_Exercício proposto_. Pode transcrever o trecho do texto sobre o perverso narcísico entre "Alguma vez lhe" e "tanto o incomodava?", inclusive, trocando "conto de fadas" por "romance"?

Alguma vez lhe aconteceu ter uma relação amorosa que se iniciou como um conto de fadas, em que a outra parte parecia ser encantadora, sedutora, saída de um conto de fadas?
Passando algum tempo, passa a ser uma relação marcada por conflitos, em que se sente atacado e afetado na sua auto-estima, sem motivo aparente, e caso reclamasse, sofria o “tratamento do silencio” em que a outra parte, não respondia aos seus apelos à sua ansiedade e necessidades, o que tanto o incomodava?
Sentia que qualquer conflito, confronto, iriam causar uma retaliação desmedida, em que era manipulado, acreditando ter culpa de tudo do que estava a suceder?
Possivelmente estava numa relação com um perverso narcísico (p.n.).
Mas o que caracteriza uma relação com um p.n.?
O p.n. trata as relações como objetos para seu benefício pessoal, para o seu bem-estar. A relação é caracterizada por uma violência silenciosa, em que o p.n. agressor, se retira, em silêncio e é evasivo nas discussões, causando grande sofrimento à vítima, em silêncio…..e o agressor faz sentir que a culpa é desta, que assim, iliba o agressor da noção de culpa (Carvalho, 2009).

_Material apresentado_.
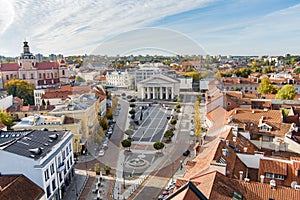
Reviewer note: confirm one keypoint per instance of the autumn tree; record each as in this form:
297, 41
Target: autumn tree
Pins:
287, 92
265, 87
158, 145
197, 120
109, 114
21, 89
126, 143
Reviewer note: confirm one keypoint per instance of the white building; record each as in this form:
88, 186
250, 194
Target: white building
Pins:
6, 102
158, 87
45, 157
186, 83
119, 79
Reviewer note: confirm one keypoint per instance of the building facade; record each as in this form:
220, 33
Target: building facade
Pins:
39, 73
159, 87
46, 158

_Resultado_.
Alguma vez lhe aconteceu ter uma relação amorosa que se iniciou como um romance, em que a outra parte parecia ser encantadora, sedutora, saída de um romance?
Passando algum tempo, passa a ser uma relação marcada por conflitos, em que se sente atacado e afetado na sua auto-estima, sem motivo aparente, e caso reclamasse, sofria o “tratamento do silencio” em que a outra parte, não respondia aos seus apelos à sua ansiedade e necessidades, o que tanto o incomodava?